*EXERCISE BRIEF:*
It is required that all of the data be written out exactly.

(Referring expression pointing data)

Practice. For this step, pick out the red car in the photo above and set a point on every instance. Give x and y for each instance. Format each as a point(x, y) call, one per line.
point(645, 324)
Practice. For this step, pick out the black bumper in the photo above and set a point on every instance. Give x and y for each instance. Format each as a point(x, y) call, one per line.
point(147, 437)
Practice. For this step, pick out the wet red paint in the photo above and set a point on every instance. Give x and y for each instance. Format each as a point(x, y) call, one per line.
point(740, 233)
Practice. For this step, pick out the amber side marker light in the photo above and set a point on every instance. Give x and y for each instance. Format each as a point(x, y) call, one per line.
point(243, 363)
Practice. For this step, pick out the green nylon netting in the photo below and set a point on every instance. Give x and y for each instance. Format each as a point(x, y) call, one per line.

*EXERCISE OUTPUT:*
Practice. For this step, pick out the red car in the photo above and set a point on every instance. Give x and y for each instance. Format each as a point(x, y) call, one per line.
point(645, 324)
Practice. For this step, pick out the black bumper in the photo above and set a point on every instance. Give x and y for each instance. Format each as a point(x, y) call, one per line.
point(147, 437)
Practice. For this step, pick out the wet red paint in the photo above and set a point on every instance. Give x and y for each instance. Format each as a point(x, y) call, one per line.
point(740, 233)
Practice. For this step, pick out the amber side marker light in the photo above and set a point on every instance. Give x and y for each instance. Format each as a point(x, y) call, one per line.
point(243, 363)
Practice. For this step, pick out the green nylon netting in the photo below and set a point on every instance. Give x and y for each instance. Format each as a point(x, y) call, one per line.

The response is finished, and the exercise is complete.